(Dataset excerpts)
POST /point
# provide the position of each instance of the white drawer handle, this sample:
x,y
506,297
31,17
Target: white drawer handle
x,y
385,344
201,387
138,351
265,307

### WORK INSTRUCTIONS
Print out all the entries above exactly.

### SOLUTION FOR THIS PROBLEM
POST /point
# provide the position of each instance of the white drawer handle, this sample:
x,y
506,297
31,17
Target: white drawer handle
x,y
385,344
201,387
138,351
265,307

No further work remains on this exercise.